**Records to use**
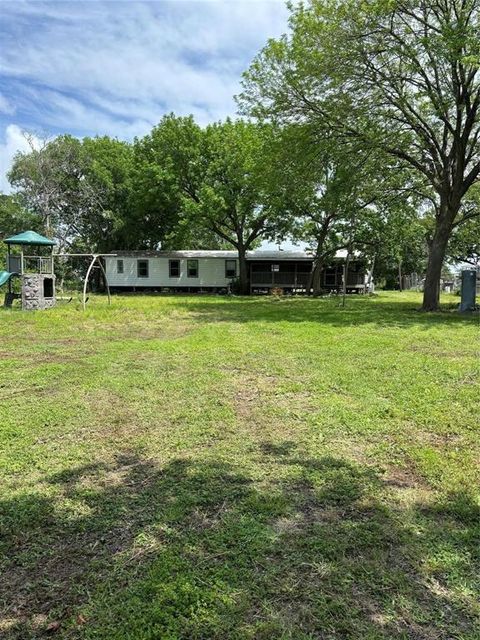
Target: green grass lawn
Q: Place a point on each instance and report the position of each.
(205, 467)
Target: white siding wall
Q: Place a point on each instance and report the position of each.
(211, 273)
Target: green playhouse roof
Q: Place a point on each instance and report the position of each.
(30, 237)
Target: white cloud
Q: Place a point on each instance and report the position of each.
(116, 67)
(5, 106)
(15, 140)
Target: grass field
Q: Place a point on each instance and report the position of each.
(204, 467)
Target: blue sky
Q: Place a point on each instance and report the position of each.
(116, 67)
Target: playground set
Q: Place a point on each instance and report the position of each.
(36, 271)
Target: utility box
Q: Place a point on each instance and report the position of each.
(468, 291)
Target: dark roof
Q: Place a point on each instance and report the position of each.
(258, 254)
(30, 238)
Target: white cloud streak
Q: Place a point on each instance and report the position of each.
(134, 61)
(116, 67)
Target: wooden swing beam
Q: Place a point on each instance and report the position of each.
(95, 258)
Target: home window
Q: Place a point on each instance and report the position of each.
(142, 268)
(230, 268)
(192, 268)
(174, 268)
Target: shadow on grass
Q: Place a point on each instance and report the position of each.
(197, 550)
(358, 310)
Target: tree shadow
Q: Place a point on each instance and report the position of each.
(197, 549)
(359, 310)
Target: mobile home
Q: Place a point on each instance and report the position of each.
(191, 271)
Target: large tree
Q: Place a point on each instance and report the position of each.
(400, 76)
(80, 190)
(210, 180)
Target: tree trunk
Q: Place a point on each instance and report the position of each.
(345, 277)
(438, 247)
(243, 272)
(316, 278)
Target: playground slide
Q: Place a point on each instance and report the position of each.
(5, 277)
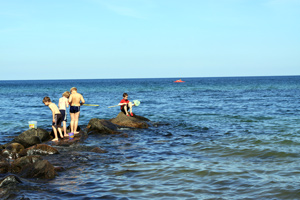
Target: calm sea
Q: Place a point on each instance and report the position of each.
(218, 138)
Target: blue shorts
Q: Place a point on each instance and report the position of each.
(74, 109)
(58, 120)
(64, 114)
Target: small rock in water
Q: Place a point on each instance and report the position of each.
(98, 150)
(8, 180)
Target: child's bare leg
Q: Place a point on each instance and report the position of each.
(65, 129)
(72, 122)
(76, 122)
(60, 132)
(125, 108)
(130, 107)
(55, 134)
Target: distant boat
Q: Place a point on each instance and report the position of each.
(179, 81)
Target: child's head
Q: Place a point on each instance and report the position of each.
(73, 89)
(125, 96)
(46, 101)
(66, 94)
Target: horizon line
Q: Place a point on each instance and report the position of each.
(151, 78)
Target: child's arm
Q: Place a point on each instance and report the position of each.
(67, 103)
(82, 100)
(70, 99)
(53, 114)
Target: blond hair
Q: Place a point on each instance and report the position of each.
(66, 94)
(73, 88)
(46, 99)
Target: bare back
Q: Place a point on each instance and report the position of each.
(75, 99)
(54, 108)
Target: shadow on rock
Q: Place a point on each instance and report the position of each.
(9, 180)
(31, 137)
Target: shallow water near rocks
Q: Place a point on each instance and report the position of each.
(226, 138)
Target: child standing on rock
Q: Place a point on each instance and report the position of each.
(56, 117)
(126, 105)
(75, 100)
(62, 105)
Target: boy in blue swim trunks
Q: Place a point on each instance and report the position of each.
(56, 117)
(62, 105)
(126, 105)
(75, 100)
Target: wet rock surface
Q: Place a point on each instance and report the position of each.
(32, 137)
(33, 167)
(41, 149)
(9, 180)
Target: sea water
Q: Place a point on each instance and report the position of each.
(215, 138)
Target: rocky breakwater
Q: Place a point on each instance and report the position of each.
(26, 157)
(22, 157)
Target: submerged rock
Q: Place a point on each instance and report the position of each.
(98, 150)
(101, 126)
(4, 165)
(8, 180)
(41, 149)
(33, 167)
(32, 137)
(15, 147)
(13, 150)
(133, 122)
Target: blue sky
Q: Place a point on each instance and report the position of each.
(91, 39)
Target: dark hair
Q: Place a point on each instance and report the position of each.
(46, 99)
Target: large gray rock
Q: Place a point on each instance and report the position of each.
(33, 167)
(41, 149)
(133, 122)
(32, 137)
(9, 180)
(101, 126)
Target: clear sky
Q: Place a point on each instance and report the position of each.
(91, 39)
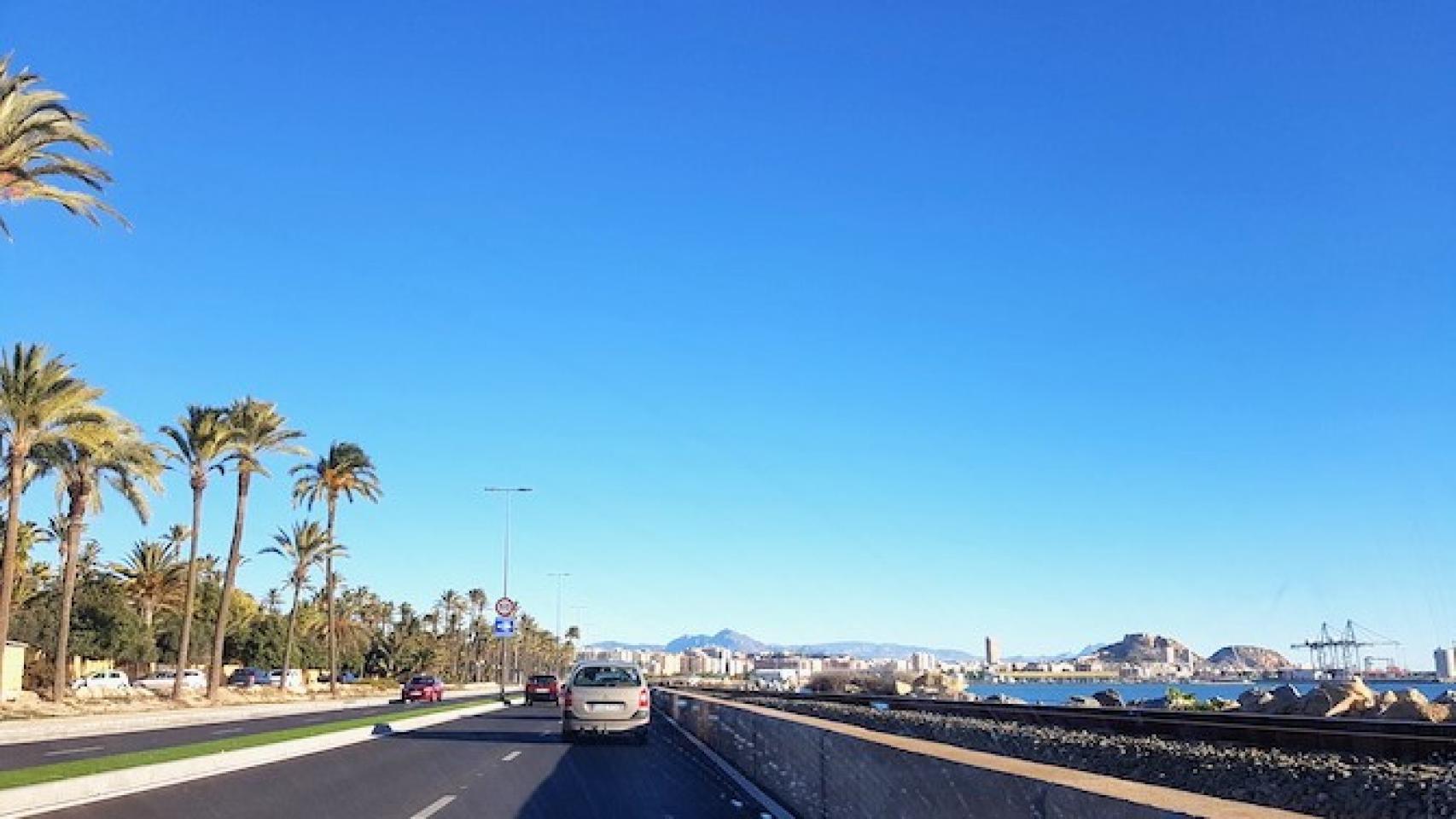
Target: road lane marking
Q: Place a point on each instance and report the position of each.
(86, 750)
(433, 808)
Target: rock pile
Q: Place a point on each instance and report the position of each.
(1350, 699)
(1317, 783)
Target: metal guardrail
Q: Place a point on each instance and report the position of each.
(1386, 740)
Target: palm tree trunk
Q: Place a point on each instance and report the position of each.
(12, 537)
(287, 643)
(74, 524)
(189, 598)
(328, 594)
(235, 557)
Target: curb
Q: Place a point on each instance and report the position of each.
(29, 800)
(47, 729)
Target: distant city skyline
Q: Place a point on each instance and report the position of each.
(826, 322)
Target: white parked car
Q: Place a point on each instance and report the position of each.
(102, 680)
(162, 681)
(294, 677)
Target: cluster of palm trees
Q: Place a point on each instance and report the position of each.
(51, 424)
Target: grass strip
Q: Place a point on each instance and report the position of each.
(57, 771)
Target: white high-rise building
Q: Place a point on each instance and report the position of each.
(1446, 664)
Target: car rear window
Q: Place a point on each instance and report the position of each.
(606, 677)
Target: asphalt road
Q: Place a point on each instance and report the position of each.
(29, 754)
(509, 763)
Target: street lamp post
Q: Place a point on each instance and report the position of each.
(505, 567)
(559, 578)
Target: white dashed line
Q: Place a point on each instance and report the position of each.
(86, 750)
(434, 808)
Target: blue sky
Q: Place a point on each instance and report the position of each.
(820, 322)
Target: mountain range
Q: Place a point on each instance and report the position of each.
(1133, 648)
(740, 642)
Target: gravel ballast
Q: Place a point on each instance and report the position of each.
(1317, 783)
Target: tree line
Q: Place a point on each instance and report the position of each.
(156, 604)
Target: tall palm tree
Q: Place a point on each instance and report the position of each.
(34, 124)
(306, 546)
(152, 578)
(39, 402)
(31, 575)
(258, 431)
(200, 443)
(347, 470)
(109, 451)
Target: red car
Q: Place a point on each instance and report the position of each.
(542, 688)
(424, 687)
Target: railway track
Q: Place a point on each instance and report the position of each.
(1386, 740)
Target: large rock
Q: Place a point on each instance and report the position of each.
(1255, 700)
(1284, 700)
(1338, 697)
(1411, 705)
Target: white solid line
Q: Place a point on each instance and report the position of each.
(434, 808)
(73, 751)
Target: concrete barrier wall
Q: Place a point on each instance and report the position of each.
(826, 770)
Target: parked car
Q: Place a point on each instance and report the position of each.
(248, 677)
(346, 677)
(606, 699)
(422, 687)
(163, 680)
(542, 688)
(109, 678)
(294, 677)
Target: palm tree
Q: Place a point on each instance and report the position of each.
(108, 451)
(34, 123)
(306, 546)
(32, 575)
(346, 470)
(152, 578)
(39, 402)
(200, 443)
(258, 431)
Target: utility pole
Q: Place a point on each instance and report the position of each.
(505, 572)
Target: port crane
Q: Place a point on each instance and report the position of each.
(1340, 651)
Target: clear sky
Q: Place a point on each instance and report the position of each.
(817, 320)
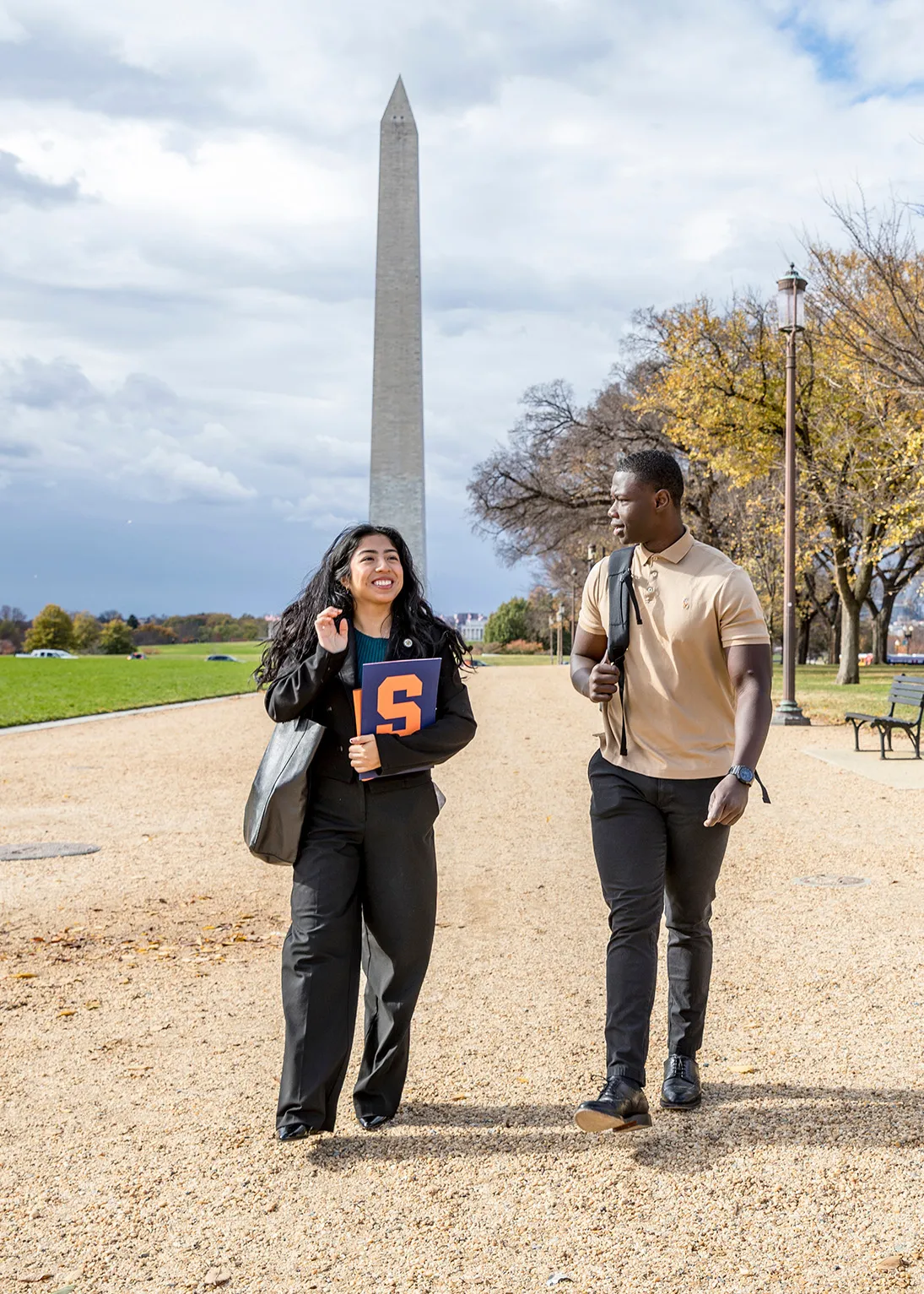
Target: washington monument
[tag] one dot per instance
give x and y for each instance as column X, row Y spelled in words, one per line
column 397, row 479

**Activity**
Scan the records above, then copy out each line that mentions "roof".

**Result of the exercise**
Target: green playhouse roof
Target: dark roof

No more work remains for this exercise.